▶ **MATERIAL FOR THIS TASK**
════════

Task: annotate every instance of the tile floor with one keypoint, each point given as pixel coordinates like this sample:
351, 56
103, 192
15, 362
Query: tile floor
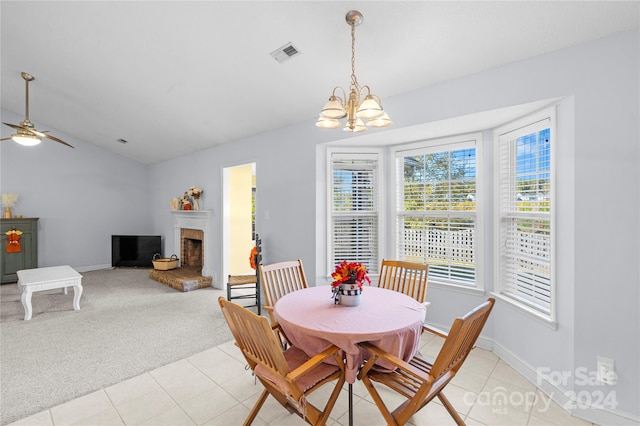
215, 388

════════

▶ **EXERCISE OBJECTIVE**
Reproduce the listing above line for line, leaving out the picture.

▶ **TASK OUTPUT**
Task: annotate every instance of the tile floor with one keypoint, each point given as pixel coordinates like this sample:
351, 56
103, 192
15, 362
Query: tile floor
215, 388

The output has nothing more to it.